== Segment start ==

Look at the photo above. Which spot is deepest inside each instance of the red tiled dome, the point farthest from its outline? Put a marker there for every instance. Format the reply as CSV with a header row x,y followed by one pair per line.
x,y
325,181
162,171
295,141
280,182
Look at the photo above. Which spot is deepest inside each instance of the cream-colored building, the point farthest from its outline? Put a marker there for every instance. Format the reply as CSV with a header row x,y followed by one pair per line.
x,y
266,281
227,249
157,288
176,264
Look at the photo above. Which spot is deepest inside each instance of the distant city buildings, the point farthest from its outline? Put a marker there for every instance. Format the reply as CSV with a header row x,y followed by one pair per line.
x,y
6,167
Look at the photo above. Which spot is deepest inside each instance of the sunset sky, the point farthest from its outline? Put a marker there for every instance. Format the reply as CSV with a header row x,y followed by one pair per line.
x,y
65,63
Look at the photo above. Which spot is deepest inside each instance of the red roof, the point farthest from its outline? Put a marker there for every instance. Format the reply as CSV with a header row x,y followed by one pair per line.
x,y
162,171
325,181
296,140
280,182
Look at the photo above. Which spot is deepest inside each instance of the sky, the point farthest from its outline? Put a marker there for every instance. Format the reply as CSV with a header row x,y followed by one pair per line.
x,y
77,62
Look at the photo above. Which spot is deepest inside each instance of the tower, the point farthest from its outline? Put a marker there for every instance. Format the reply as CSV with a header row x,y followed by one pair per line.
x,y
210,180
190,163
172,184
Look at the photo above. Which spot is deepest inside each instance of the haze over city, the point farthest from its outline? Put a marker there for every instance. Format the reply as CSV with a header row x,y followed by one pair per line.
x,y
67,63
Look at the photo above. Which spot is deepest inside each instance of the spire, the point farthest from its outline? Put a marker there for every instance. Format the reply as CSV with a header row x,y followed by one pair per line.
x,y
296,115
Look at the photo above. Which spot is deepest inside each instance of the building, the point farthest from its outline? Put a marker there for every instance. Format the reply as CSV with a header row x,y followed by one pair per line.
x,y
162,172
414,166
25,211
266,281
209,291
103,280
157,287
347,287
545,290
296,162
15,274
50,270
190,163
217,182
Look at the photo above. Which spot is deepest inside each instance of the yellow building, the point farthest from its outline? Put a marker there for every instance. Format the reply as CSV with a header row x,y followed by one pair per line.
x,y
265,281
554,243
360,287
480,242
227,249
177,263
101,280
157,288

== Segment end ==

What to produce:
Set the entries down again, unchanged and complete.

Exercise solution:
Look at the photo above. Which spot is deepest inside each instance of the red tiled dome, the point farthest from its outline? Put a marker there for every instance. Format the reply as CSV with a header row x,y followed by one pair per line.
x,y
325,181
162,171
295,141
280,182
Look at the photo above. Which spot is deepest inside each instance of the cream-colored building, the point farthest from its outline? Put a marker there for every instance. Format the reply as CSV with a header row x,y followed by one pair per line.
x,y
266,281
227,249
157,288
176,264
Look at the photo above. Which spot is deepest inside each instance of the distant city buildings, the point farthest from its outline? Put a marker there for every instance. Format the reply as CSV with a header row x,y followed by one pair per line.
x,y
6,167
Look at the photo above. Which spot is deepest inside each instance of the sunset sky, the point farthest from its outline? Put a marker there for every instance. Format the reply as CSV with a header row x,y followed by one pair per line.
x,y
65,63
Look at the photo above. Which spot is deepest inside each instance of the red roof, the point farthest from its outline? Put a marker there for every instance. Format the reply as CSV with a header row x,y followed by one pair per line.
x,y
162,171
325,181
296,140
280,182
Look at the photo above. Which spot is deepest inside each instance of the sky, the point farthest from its outline? Put a marker there for every instance. Format the reply as CSV with a header row x,y followed by one pair per line.
x,y
77,62
Look at the photo above. Which spot is deepest inside each instance of the tower, the point farthest from its outline? Put a marker there for every instance. Format the reply as CSV with a header row x,y followed by one pair per line.
x,y
210,180
190,163
172,184
Look at the photo above. Which spot is deepest inside each instance of the haze over city, the point farthest from its outline? Put a marker there for every instance. Format the reply as CSV with a header row x,y followed by one pair per line.
x,y
67,63
Look at the photo above. Which spot is deepest inside each instance of the spire, the point farthest from its outline? Put a marker there for every instance. Format the reply as CSV with a header row x,y followed by one pair per line.
x,y
296,115
Look at the photo above. Which spot is deepest inside each instance of the building, the point farthest from its outline? Put a marker there for every instance. Format the reply as CSV with a header row x,y followed by one pair per line.
x,y
162,172
414,166
25,211
266,281
209,291
103,280
157,287
347,287
545,290
296,162
15,274
50,270
190,163
217,182
Look at the photo above. Which spot is deepest inside each instance of the yellow building, the point farthest from its outline? Put a marker there for every instance. Format the reply as CSV with a header row x,y followed by one pair per line.
x,y
265,281
554,243
360,287
480,242
227,249
177,263
101,280
157,288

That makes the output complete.